> Tasks and exercises
A. Translate this sentence from the English football passage into Spanish: "Before Wimbledon Football Club became Milton Keynes Dons in 2004, they had been a non-League team for most of their history."
B. Pick up the English football passage after its final sentence and keep writing it.

> Source
________________________________________

Liverpool Football Club has gone over two decades now without a Premier League title to boast of, making them the butt of several jokes from opposition fans despite their considerable success in other competitions in the same period of time; cup competitions and the memorable 2005 Champions League triumph. However, before they entered this domestic rut, they were the most dominant team of English football in the ‘80s, cleaning up trophies with unchecked ease; and 1988 was no different.

Before Wimbledon Football Club became Milton Keynes Dons in 2004, they had been a non-League team for most of their history. After their quick accent from the country’s Fourth Division, Wimbledon’s Crazy Gang was promoted to the First Division in 1986. Two years later, they pulled off one of the most surprising shocks in English football.

________________________________________

> Material
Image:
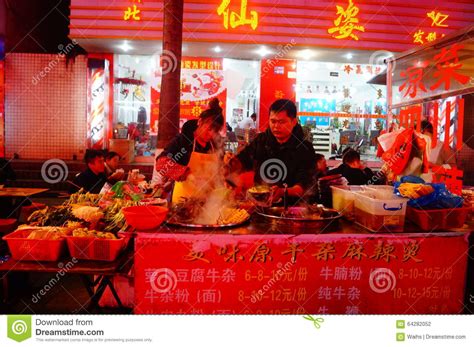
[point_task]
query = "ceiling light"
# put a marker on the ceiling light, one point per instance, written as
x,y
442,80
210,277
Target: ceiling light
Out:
x,y
263,51
306,54
125,46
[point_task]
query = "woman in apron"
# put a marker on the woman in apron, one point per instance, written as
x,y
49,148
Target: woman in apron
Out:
x,y
191,160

________________________________________

> Answers to the tasks
A. Antes de que el Wimbledon Football Club se convirtiera en el Milton Keynes Dons en 2004, había sido un equipo no perteneciente a la Liga durante la mayor parte de su historia.

B.
Liverpool had won the league in 1988, and only Wimbledon was standing in their way of becoming the first English team to win a domestic double for the second time. Liverpool were the favourites going into the final match of the 1988 FA Cup; Wimbledon were the unfancied punching bags; or so it seemed. The match didn’t go as expected, Wimbledon, tagged as the “Crazy Gang” defeated Liverpool 1-0 through a Lawrie Sanchez goal. Goalkeeper, Dave Beasant also saved a dubious penalty kick awarded to Liverpool to become the first goalkeeper to save a penalty in a Wembley FA Cup final, as well as the first goalkeeper to captain his team to FA Cup glory. Nobody saw it coming.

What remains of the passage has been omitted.